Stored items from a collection
▼▼▼
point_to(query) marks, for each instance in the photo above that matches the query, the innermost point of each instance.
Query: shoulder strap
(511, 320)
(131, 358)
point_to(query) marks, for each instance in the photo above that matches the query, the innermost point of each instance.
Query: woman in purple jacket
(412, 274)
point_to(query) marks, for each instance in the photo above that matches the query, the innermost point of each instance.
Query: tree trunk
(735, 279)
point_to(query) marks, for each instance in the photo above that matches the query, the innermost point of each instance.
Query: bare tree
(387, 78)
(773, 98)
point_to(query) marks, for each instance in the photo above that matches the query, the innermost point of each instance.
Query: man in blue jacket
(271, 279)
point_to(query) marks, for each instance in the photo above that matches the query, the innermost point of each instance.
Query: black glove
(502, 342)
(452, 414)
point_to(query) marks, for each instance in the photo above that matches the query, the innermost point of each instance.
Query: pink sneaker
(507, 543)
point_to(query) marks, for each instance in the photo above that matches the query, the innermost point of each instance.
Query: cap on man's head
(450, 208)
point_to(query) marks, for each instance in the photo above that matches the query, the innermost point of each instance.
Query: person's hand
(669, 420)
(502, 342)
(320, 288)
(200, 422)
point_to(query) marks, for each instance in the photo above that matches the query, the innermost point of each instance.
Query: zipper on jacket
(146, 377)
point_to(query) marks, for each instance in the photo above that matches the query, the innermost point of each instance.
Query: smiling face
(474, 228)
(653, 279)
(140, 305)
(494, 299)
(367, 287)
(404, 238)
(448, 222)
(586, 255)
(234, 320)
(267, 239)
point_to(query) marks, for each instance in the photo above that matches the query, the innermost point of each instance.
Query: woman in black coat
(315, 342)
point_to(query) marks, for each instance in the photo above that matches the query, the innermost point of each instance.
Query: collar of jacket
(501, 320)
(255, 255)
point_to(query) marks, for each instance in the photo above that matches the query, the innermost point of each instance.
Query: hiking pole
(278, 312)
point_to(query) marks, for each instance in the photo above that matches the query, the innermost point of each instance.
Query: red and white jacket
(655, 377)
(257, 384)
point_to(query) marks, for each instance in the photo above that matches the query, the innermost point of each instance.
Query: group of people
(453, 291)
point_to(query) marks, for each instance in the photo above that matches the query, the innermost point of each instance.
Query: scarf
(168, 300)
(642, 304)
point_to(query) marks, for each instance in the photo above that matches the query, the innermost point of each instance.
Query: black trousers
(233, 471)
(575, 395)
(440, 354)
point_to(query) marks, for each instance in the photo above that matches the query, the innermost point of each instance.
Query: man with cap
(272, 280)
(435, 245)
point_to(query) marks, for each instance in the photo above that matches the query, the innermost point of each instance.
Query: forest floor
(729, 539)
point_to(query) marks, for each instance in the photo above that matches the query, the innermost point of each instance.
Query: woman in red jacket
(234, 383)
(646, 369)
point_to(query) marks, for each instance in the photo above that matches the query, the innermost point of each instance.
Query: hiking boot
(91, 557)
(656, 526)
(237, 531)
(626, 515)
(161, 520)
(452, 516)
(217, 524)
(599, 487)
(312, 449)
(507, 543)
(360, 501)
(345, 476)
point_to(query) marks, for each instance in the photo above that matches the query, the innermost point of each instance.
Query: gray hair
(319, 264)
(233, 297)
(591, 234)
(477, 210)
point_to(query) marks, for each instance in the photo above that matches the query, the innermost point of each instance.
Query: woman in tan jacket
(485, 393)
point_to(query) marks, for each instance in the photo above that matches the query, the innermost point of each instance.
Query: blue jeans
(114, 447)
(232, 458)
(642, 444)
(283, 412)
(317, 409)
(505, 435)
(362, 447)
▲▲▲
ASSIGNMENT: A verbatim copy of all the entries is the expected result.

TASK ANSWER:
point_to(query) marks, for each instance in the photo above that matches the query, the innermost point of each instance.
Query: shoulder strap
(511, 320)
(131, 358)
point_to(query) marks, for each instance in the photo above that matches the query, the innermost point of each instance.
Query: woman in purple jacket
(412, 274)
point_to(query) marks, for each instance in the photo above that matches the query, the innermost point of each instance.
Query: tree trunk
(735, 279)
point_to(query) marks, for each instance in the photo above that matches the query, the innermost point of each instance.
Query: bare tree
(387, 78)
(773, 98)
point_to(query) marks, for each instance in the photo above that matches the query, the innermost point of each instance.
Query: man in blue jacket
(271, 279)
point_to(query) marks, for each instance in the photo above that matches the query, the innermost point of each instance.
Query: black glove
(502, 342)
(452, 414)
point_to(query) marks, for each instance in the photo above that matches the query, the innermost point of each instance.
Query: pink sneaker
(507, 543)
point_to(query) marks, for each instance in the photo above that matches the query, the innermost point of each instance.
Query: cap on man's head
(450, 208)
point_to(query) marks, for each instance in the photo above that matches the query, the innermost point of each instance.
Query: person's hand
(669, 420)
(502, 342)
(320, 288)
(200, 422)
point_to(query) marks, for each instance in the photo above that matches the query, the innermost point of each instance.
Query: zipper on jacket
(146, 377)
point_to(query) marks, for each instance in the photo above that matches the query, the innermost point of each instance.
Query: smiling face
(474, 228)
(653, 279)
(140, 305)
(494, 299)
(367, 287)
(404, 238)
(448, 222)
(586, 255)
(234, 320)
(267, 239)
point_to(query) marks, for each instance in the photo above that matches the query, the innermost point of each instance.
Query: woman in black coat
(315, 342)
point_to(query) marks, for each instance in the photo above that matches the query, the innermost point of each instance.
Query: collar of jacket
(501, 320)
(255, 255)
point_to(query) marks, for each instance in the photo above that matches the query, the innermost point of each instance.
Query: hiking pole
(278, 312)
point_to(query) marks, for each instance in the photo above that matches the query, the innermost point of each instance.
Query: red and white jacket
(655, 377)
(257, 384)
point_to(query) marks, for each instance in the photo above that matches the query, the innermost point of each instance.
Query: group of people
(453, 291)
point_to(query) marks, for each instance in the photo above that matches the query, the innermost point of each instance.
Query: scarf
(168, 300)
(642, 304)
point_to(query) marks, for each instance in the photo above that matches the query, the innermost point of each instance.
Query: black trousers
(233, 471)
(575, 395)
(440, 354)
point_to(query) marks, for each instance in the photo above that matches the query, the innermost point of each instance.
Query: man with cap
(272, 280)
(435, 245)
point_to(query) marks, for each instance in the photo above that matches the query, the innermost point of each instance.
Query: forest floor
(729, 539)
point_to(query) marks, for each instance in the photo above that matches the query, the innermost point of each instance.
Query: woman in red jacket
(234, 383)
(646, 369)
point_to(query) marks, for each instance in the photo above that matches the query, the innermost point of each instance.
Query: hiking boot
(91, 557)
(656, 526)
(237, 531)
(626, 515)
(161, 520)
(452, 516)
(217, 524)
(599, 487)
(312, 449)
(507, 543)
(360, 501)
(345, 476)
point_to(query) marks, for each instance in the photo above that matches the query, the innermost point of each instance.
Query: gray hair
(319, 264)
(233, 297)
(591, 234)
(477, 210)
point_to(query) marks, for each instance in the photo above that matches the query, the innermost point of each instance.
Query: woman in tan jacket
(485, 393)
point_to(query) marks, for each instance in the photo above that matches the query, the innermost point of each instance.
Query: blue jeans
(114, 447)
(232, 458)
(642, 444)
(283, 412)
(317, 409)
(505, 435)
(362, 447)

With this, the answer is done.